- Work to do:
Update the records below by replacing "photograph" with "image" and keeping everything else unchanged. Leave the pictures out of your answer.

- Data lines:
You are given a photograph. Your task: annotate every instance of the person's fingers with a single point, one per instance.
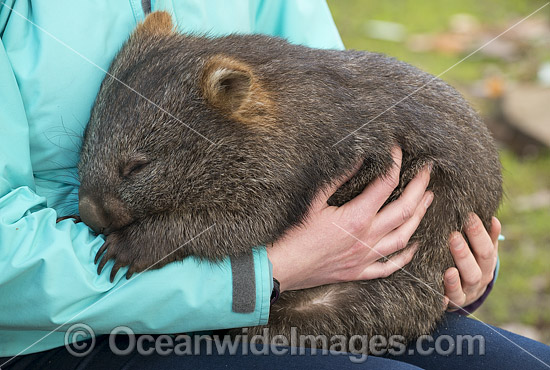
(470, 272)
(399, 238)
(373, 197)
(384, 269)
(322, 196)
(453, 289)
(482, 246)
(496, 228)
(398, 212)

- Answer for the task:
You are given a image. Your task: annotate every instance of the person's fingers with a single point, one per instance.
(470, 272)
(399, 238)
(373, 197)
(384, 269)
(322, 196)
(453, 289)
(482, 246)
(496, 228)
(398, 212)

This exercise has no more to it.